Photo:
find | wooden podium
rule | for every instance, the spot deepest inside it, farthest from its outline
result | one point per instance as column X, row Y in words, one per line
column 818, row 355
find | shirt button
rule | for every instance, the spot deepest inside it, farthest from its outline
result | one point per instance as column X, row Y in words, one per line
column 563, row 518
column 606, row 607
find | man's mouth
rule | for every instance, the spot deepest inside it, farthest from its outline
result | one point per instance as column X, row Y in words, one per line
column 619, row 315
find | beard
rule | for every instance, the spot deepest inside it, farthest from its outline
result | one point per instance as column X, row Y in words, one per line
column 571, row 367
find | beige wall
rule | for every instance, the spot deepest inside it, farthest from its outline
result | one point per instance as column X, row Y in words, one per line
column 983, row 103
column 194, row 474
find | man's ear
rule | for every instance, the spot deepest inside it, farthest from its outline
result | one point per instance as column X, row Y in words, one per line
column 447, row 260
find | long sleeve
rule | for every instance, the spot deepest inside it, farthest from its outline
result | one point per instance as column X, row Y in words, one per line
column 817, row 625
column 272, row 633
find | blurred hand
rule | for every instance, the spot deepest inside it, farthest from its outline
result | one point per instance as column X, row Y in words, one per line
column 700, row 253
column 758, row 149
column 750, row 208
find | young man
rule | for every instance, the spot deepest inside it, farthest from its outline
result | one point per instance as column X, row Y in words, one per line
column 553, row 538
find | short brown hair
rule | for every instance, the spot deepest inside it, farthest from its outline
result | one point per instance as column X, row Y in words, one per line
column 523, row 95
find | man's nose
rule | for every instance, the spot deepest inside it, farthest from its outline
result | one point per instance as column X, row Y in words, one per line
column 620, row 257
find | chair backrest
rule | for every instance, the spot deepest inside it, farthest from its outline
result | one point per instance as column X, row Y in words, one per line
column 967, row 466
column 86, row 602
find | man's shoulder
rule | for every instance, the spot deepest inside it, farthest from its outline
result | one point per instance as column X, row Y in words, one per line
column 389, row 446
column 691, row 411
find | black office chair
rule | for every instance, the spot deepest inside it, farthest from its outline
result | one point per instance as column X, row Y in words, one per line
---
Copy out the entries from the material above, matching each one exactly.

Photo:
find | wooden podium
rule | for every instance, the spot deepest inside it, farthest from its outline
result | one point per instance as column X, row Y in words, one per line
column 818, row 355
find | shirt button
rule | for every instance, the spot deepest inside it, farthest from its outline
result | one point per instance as column X, row Y in words, one per line
column 563, row 518
column 606, row 607
find | man's mouth
rule | for every instance, the spot deepest inside it, farthest from its outline
result | one point per instance as column X, row Y in words, one per line
column 619, row 315
find | beard
rule | for every instance, the spot deepest inside it, farthest from its outline
result | one point per instance as column X, row Y in words, one per line
column 571, row 367
find | beige wall
rule | for every instance, the spot deepest inside it, farthest from its outline
result | one point per instance as column X, row Y in words, one per line
column 983, row 103
column 194, row 474
find | man's ear
rule | for every instance, the spot deepest inside it, farthest from its outline
result | one point per instance as column X, row Y in words, one per line
column 447, row 260
find | long sleeve
rule | for every instance, the spot deepest inside it, farthest from its outline
result | one point per instance as column X, row Y in words, one per line
column 817, row 625
column 272, row 633
find | blurred hand
rule | for every instance, the spot deepest inside it, farthest from its outline
result | one point per instance as column X, row Y in words, one per line
column 700, row 253
column 758, row 149
column 750, row 208
find | young man
rule | for every instance, the spot deepest inside it, farthest from its outline
result | one point per instance as column X, row Y in words, one per line
column 553, row 538
find | short brown hair
rule | for every instance, the spot deepest inside it, farthest from its outline
result | one point per instance as column X, row Y in words, one per line
column 523, row 95
find | man's nose
rule | for every instance, the spot deepest inside it, farthest from its outline
result | one point per instance as column X, row Y in words, one per line
column 620, row 257
find | chair backrest
rule | for every instance, the spot deepest inside it, farthest from its outline
result | one point per instance as column X, row Y in words, one per line
column 967, row 466
column 86, row 602
find | man's shoulder
rule | for every instance, the spot deepest inside it, farthest from its outline
result | one point per instance as column X, row Y in words, one per line
column 389, row 446
column 691, row 411
find | black office chair
rule | for every instance, the spot deepest inside it, farthest from its outline
result | one point per instance as column X, row Y in words, one per line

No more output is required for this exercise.